Modifica le voci a partire dall'inizio e fino alla riga che contiene "[548,137,745,280]", compresa, sostituendo "limestone" con "granite" e lasciando invariato tutto il resto. Riporta il testo così modificato senza includere le immagini.

☆ ☆ ☆ ☆ ☆

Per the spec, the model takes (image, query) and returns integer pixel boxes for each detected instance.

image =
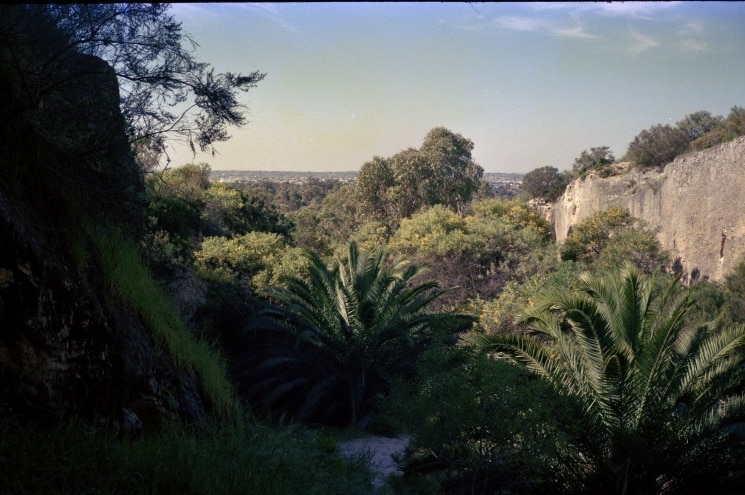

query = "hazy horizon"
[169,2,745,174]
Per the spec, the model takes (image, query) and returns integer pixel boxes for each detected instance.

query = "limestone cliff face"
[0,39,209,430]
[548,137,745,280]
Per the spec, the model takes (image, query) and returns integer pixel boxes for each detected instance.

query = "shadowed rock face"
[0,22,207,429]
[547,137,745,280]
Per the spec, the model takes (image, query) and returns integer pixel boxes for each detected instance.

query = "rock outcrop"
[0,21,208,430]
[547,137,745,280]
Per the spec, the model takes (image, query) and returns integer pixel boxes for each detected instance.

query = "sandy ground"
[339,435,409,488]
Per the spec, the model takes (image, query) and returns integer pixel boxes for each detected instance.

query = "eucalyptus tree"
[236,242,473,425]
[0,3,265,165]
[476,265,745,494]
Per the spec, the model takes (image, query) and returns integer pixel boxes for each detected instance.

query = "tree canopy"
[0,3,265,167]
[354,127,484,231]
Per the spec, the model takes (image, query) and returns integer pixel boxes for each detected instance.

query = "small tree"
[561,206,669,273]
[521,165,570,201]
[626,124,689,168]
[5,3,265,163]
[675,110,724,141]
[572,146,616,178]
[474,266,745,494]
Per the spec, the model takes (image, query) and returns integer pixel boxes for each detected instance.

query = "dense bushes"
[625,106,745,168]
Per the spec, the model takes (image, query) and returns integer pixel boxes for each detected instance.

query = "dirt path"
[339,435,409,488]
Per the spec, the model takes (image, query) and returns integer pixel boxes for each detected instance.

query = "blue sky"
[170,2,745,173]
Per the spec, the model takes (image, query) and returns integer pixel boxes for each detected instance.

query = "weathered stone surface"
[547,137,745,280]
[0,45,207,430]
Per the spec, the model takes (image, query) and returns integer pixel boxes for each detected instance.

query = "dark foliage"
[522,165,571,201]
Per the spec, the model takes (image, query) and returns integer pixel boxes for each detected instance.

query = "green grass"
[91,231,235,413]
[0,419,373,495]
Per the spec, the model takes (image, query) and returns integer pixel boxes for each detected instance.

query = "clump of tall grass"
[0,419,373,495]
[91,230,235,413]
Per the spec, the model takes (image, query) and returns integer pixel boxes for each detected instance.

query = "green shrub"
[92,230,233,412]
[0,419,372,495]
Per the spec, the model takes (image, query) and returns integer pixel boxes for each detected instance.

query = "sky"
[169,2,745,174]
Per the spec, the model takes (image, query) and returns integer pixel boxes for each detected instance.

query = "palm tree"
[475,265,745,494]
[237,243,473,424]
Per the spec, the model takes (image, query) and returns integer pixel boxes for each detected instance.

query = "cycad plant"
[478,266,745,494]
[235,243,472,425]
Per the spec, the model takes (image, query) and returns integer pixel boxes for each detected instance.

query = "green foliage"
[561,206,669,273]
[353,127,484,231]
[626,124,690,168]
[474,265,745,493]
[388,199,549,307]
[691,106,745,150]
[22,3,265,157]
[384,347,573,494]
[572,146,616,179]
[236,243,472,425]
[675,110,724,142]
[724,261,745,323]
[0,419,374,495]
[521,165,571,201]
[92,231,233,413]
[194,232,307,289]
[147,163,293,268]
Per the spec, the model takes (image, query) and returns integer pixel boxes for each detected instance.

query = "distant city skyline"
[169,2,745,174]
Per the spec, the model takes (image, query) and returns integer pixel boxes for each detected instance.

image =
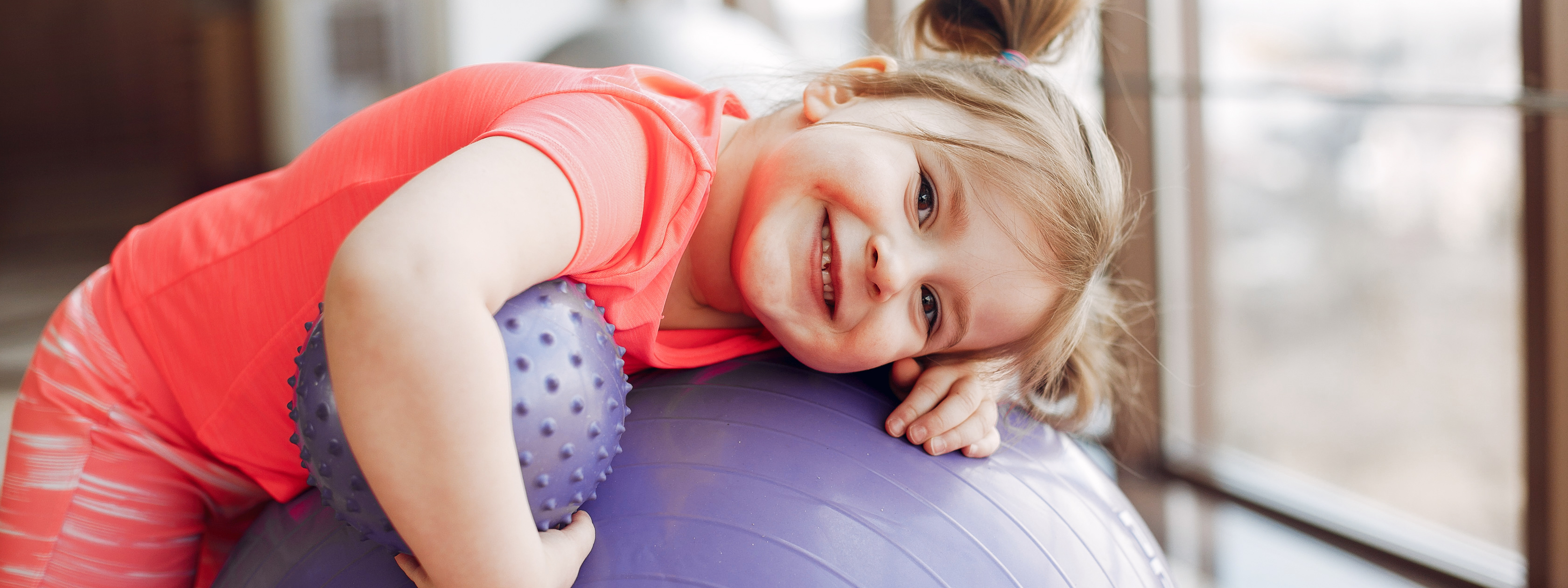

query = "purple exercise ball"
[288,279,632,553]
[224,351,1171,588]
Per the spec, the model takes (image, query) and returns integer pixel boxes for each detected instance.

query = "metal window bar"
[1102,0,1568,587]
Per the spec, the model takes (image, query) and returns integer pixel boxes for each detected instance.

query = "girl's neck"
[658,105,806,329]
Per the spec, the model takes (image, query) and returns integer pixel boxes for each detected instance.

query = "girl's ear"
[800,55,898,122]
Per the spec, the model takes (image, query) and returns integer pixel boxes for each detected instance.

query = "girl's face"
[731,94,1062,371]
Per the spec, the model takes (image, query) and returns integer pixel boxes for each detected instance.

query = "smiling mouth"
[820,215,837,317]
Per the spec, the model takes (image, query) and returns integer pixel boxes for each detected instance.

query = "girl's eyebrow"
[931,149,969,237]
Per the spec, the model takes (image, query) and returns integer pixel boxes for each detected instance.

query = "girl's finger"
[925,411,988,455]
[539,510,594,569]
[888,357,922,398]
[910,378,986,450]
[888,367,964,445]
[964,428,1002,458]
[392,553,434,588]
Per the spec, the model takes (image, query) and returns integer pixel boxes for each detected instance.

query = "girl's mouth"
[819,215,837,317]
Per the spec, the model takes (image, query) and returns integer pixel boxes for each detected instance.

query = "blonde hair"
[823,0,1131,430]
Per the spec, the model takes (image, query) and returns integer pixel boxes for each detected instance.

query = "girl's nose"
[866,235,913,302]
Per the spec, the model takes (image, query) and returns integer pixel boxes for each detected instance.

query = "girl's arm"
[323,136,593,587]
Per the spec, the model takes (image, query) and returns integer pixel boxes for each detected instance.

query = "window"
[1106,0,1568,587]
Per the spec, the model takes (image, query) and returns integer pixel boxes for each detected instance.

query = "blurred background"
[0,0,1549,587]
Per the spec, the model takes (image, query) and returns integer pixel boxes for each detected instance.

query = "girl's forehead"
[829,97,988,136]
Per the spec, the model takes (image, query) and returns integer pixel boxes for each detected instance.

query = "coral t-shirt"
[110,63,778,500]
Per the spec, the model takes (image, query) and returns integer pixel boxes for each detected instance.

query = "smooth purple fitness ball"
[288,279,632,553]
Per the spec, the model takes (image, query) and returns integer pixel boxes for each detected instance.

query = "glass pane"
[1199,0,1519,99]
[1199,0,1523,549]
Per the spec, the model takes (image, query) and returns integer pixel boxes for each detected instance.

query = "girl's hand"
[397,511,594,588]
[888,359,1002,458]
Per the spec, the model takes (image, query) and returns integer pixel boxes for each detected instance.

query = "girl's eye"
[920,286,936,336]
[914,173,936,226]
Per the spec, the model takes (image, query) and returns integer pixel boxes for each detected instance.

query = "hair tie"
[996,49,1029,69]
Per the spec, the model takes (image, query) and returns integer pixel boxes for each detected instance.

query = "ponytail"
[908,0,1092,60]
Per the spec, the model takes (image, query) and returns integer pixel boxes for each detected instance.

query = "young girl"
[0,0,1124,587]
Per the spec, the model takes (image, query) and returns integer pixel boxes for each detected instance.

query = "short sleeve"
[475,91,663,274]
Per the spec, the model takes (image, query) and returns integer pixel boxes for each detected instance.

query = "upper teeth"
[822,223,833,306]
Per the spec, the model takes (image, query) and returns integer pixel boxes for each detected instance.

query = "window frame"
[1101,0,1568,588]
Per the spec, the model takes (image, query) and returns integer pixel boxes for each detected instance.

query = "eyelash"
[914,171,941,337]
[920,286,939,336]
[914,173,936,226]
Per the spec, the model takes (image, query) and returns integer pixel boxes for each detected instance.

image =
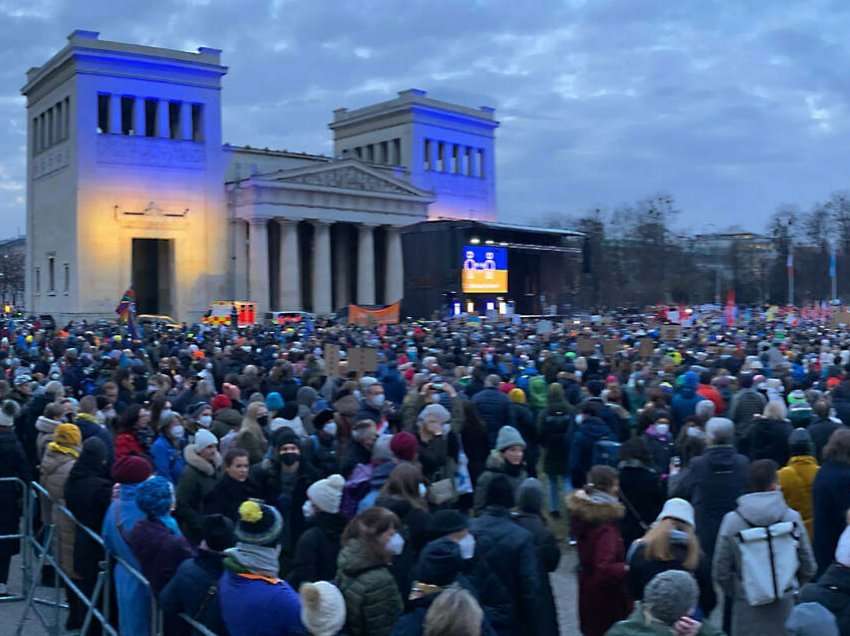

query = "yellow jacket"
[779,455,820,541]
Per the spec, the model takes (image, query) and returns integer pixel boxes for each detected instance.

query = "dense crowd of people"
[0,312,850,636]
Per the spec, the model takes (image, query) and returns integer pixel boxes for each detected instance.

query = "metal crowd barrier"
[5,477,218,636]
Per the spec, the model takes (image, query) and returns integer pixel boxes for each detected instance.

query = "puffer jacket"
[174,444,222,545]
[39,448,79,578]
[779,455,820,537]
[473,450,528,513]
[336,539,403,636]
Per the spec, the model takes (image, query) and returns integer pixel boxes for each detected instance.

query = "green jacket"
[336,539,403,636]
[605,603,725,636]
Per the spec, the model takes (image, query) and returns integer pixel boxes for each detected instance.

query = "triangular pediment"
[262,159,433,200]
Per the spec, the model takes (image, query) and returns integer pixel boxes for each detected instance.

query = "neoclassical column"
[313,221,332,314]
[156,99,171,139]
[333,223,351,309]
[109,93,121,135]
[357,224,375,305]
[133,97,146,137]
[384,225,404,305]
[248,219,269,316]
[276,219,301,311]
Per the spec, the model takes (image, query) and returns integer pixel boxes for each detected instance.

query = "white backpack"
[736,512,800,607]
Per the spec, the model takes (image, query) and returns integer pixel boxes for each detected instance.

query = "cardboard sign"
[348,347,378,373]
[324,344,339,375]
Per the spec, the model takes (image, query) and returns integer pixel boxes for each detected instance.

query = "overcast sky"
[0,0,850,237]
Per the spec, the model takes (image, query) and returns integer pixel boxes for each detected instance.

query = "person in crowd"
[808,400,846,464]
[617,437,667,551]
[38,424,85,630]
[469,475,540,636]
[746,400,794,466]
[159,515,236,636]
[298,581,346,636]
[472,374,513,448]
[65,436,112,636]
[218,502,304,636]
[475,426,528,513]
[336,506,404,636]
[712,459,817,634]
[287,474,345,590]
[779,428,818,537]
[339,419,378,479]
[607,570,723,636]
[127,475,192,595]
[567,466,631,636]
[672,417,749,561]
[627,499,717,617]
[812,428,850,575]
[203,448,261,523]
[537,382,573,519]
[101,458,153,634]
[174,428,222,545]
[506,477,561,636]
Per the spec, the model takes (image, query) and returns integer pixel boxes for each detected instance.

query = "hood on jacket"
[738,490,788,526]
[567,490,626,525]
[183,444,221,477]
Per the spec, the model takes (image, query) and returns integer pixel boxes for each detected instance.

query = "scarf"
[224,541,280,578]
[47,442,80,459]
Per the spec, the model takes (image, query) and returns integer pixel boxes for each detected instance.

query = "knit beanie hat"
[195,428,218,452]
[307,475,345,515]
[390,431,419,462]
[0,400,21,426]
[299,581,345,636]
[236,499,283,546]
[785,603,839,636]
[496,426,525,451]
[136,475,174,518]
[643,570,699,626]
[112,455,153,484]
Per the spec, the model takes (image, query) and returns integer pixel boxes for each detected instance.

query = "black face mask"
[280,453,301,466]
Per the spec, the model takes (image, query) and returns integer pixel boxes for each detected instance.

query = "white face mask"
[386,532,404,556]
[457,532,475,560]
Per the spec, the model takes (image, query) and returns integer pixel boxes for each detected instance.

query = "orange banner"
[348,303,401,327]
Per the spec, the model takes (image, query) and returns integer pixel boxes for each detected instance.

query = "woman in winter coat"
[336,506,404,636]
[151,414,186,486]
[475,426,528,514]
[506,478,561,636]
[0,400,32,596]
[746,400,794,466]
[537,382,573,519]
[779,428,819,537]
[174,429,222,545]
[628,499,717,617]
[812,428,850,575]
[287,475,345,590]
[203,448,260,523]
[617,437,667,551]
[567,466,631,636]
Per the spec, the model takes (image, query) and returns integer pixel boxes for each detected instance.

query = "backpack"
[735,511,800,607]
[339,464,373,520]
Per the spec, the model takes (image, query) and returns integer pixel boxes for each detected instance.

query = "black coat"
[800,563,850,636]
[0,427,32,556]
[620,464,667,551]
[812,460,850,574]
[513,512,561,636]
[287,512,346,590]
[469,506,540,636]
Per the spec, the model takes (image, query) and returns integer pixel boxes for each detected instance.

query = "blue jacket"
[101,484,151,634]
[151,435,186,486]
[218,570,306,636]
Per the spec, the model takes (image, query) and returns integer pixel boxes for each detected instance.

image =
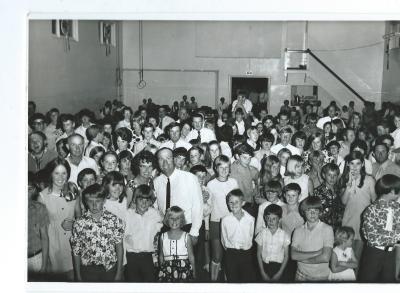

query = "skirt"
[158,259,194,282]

☆ ☆ ☆ ☆ ☆

Soluzione del problema
Per the spec, the model takes (image, query) and returns integer pixel boxes for each detected instance.

image =

query = "hazy horizon"
[169,2,745,174]
Per the spec, the model takes (image, query) and returns integer pixel boxes for each detected instance.

query = "granite cliff face"
[0,39,209,430]
[548,137,745,280]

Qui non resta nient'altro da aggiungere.